Trecho da página ::
•••••
A investigação foi instaurada após manifestantes defenderem a volta da ditadura militar e intervenção das Forças Armadas durante as comemorações pelo Dia do Exército em Brasília e diversas cidades do país. Houve atos em São Paulo, Rio de Janeiro e Santa Catarina, entre outros estados. O presidente Jair Bolsonaro participou das comemorações, mas não endossou a tese dos manifestantes. Ele não é investigado no inquérito.
Em pouco mais de cinco meses, os investigadores da Polícia Federal ouviram em torno de 30 pessoas, levantaram documentos, determinaram a quebra de sigilo bancário e telemático de deputados federais e de influenciadores digitais alinhados ao governo federal.
•••••
O que se pede ::
a. Edite o trecho da página de "Em pouco mais" até "ao governo federal.", inclusive, substituindo "Polícia Federal" por "PF".
b. Segundo o trecho da página, quantas pessoas os investigadores ouviram?
A listagem abaixo é um material à parte, sem relação com o trecho da página.

Registros de identificação de posição
•••••
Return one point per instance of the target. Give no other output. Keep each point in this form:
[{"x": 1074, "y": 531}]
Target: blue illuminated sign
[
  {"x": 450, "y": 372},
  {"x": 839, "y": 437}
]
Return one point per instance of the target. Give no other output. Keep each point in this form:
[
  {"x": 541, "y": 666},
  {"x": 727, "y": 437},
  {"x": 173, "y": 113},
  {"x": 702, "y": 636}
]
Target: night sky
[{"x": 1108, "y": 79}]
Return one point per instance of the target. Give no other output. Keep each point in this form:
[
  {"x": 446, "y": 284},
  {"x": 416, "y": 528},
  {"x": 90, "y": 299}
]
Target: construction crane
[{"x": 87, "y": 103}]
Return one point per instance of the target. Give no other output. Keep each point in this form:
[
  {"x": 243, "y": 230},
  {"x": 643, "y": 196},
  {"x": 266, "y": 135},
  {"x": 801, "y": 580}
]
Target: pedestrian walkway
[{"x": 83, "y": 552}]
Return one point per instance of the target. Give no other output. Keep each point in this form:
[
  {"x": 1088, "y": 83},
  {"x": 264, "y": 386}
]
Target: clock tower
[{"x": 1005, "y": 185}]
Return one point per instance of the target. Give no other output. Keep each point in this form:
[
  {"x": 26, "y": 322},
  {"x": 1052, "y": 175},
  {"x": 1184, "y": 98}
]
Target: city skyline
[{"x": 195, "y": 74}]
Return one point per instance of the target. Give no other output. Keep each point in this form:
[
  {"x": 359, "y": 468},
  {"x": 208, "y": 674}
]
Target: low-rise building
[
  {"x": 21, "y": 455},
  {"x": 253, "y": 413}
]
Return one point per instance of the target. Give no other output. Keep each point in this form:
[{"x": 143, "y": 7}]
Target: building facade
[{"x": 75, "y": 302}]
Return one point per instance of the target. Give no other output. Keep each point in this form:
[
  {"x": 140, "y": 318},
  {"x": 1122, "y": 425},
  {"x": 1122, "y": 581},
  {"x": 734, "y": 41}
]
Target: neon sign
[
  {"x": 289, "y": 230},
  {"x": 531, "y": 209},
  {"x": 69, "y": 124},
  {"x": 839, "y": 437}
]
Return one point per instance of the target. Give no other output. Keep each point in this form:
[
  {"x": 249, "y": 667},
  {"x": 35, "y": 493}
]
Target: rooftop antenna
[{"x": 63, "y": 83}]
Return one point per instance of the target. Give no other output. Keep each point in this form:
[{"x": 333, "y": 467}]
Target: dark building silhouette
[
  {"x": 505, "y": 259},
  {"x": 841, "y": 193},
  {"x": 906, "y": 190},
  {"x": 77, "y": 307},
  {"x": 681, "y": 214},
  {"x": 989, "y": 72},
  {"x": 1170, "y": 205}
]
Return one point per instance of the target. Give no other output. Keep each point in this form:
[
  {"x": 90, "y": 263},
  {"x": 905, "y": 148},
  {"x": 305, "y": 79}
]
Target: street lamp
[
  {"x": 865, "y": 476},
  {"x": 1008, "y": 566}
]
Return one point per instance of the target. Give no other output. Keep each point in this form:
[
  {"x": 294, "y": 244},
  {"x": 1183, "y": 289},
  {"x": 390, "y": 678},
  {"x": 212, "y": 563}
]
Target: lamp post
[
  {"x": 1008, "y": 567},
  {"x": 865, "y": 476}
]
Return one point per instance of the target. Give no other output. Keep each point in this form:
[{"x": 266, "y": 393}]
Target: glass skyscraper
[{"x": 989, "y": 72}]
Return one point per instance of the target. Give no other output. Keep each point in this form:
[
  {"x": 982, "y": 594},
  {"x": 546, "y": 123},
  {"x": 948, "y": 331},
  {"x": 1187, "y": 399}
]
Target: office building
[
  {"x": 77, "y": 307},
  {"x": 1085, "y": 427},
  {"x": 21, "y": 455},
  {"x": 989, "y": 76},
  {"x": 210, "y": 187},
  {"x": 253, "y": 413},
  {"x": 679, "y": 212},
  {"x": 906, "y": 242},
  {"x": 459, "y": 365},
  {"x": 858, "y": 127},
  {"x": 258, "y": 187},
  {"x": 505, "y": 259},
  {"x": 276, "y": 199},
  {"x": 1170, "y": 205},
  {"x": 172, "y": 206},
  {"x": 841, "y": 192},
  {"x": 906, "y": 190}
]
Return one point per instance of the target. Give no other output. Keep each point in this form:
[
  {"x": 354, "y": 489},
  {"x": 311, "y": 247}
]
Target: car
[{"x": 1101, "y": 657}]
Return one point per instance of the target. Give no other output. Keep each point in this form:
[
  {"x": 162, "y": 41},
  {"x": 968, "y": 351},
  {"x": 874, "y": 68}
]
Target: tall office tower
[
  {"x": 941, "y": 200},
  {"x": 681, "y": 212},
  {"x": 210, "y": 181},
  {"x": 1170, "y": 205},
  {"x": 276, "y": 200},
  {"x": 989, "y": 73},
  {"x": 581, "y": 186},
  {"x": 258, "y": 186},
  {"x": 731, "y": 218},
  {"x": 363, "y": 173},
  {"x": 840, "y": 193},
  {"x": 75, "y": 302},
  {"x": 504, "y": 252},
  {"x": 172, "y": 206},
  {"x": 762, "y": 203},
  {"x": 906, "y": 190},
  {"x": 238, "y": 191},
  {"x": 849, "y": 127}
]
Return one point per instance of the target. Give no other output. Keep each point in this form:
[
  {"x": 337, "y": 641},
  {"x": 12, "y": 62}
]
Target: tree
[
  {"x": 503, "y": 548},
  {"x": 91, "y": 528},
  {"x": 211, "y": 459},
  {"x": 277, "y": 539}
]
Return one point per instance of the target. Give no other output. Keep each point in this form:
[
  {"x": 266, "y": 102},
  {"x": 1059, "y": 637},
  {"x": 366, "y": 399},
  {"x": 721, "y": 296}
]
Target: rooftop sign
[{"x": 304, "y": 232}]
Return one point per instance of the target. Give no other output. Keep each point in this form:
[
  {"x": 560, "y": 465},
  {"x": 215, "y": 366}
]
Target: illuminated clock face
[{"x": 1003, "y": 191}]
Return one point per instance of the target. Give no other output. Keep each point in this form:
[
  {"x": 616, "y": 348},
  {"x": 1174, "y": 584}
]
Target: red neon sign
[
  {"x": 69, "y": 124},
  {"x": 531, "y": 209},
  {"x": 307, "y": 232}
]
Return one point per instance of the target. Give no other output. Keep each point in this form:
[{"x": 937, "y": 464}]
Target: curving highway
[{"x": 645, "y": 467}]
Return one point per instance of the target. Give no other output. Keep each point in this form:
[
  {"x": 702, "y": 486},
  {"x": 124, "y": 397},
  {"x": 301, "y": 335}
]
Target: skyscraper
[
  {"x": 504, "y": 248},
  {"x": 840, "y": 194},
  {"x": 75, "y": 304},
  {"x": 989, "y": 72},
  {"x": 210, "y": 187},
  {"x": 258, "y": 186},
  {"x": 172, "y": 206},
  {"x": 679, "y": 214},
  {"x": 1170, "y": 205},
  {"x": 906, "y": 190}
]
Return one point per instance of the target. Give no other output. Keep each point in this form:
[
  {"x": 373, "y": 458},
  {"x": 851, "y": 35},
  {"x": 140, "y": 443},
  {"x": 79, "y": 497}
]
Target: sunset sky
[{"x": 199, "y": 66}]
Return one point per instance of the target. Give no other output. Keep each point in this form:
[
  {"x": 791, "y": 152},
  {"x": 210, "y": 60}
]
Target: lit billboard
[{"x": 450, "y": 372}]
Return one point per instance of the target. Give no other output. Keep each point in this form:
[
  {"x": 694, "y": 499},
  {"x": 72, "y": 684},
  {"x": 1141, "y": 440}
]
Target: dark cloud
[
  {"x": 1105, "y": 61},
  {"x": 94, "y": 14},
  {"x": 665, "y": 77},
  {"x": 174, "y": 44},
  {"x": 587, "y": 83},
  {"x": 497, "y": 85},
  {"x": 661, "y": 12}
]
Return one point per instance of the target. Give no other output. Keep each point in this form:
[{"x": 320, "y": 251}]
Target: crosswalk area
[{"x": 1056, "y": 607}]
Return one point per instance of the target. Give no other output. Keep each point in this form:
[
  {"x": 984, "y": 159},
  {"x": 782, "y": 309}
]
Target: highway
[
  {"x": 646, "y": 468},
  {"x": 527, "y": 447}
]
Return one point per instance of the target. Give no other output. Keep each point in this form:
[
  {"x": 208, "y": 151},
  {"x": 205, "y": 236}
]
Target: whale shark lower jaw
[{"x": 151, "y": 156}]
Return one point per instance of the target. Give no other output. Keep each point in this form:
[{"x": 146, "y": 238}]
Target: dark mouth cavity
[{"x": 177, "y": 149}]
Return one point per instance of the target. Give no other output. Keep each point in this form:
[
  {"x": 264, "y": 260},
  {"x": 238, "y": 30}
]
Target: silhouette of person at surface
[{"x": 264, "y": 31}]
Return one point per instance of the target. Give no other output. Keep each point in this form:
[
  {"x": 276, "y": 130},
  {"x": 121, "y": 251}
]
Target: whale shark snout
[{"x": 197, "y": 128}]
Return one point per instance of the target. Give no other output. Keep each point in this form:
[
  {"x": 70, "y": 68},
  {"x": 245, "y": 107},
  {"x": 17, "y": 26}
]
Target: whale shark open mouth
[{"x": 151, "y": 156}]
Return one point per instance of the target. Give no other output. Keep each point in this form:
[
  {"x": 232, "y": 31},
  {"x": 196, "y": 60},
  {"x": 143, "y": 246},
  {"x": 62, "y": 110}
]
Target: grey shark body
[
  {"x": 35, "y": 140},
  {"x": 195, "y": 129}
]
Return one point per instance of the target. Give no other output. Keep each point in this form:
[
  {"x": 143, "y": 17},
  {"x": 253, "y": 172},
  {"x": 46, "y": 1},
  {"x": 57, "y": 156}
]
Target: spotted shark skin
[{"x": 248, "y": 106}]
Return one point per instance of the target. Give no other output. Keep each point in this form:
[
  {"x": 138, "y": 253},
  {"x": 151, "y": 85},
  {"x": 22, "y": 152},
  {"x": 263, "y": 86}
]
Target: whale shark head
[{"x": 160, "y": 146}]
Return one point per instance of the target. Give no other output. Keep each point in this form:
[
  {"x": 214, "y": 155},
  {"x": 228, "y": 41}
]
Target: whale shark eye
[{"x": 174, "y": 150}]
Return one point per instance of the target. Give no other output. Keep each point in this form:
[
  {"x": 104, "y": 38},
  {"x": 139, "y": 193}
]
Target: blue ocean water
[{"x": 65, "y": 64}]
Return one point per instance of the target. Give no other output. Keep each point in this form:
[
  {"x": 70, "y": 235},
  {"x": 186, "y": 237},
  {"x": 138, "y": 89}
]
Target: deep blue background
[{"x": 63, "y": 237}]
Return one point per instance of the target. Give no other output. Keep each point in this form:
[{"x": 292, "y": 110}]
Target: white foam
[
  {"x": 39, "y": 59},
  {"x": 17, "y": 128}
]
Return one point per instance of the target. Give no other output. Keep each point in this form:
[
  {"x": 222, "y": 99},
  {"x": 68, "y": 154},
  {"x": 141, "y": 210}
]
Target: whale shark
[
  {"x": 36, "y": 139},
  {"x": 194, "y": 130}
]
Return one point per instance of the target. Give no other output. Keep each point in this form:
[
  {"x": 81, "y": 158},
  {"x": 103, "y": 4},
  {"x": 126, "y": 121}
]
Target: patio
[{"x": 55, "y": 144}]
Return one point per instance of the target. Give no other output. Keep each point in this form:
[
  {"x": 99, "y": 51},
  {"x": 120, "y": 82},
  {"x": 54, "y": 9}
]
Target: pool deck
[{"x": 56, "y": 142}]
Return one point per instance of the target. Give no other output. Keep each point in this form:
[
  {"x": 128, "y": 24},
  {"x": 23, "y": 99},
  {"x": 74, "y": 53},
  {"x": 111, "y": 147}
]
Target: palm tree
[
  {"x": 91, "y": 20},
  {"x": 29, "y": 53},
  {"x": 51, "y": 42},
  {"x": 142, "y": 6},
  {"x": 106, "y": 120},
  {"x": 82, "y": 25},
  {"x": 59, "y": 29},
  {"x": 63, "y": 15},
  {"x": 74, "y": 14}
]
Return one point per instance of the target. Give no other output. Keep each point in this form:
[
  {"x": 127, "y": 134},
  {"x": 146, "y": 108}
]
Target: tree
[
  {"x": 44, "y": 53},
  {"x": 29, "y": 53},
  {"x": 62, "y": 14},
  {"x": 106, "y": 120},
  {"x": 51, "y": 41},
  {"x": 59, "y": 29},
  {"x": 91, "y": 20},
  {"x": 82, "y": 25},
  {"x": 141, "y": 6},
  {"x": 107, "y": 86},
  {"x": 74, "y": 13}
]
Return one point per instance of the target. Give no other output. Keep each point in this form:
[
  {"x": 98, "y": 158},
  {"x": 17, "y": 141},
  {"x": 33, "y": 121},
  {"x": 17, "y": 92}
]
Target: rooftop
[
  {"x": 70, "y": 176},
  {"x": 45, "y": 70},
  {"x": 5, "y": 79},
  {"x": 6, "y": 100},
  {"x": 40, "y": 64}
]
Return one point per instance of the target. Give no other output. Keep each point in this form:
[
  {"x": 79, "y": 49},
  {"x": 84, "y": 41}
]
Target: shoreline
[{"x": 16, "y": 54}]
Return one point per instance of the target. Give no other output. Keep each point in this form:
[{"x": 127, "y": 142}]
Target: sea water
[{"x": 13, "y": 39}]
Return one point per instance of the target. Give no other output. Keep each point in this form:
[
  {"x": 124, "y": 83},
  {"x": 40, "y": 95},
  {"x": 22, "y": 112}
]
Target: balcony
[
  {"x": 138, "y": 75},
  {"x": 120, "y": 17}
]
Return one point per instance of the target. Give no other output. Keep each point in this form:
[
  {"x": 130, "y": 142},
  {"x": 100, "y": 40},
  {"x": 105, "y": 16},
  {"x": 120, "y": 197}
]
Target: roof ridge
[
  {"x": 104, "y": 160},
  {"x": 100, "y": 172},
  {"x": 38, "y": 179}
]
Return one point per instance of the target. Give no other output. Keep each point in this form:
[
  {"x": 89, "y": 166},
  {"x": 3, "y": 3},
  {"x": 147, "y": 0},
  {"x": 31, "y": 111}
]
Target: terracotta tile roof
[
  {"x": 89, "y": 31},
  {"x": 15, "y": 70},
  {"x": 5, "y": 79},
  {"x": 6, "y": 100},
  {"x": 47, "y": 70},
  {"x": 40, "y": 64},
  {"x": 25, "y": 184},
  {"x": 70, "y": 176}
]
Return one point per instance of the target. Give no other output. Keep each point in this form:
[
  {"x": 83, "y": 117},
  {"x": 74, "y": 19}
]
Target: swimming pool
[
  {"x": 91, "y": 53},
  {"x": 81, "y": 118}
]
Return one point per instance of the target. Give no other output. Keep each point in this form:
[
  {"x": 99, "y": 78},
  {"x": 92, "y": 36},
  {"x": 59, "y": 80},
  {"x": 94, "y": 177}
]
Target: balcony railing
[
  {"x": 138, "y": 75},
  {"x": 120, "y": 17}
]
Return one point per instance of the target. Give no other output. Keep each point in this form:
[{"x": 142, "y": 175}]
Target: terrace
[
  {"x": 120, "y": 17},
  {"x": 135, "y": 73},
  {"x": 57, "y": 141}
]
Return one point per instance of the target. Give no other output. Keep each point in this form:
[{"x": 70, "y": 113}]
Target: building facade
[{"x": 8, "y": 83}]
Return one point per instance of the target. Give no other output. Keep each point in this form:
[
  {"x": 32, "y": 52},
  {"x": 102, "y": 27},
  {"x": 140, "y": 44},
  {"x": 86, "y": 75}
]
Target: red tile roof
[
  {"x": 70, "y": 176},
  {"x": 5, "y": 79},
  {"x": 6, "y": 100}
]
•••••
Respostas às tarefas ::
a.
Em pouco mais de cinco meses, os investigadores da PF ouviram em torno de 30 pessoas, levantaram documentos, determinaram a quebra de sigilo bancário e telemático de deputados federais e de influenciadores digitais alinhados ao governo federal.

b. Em torno de 30 pessoas.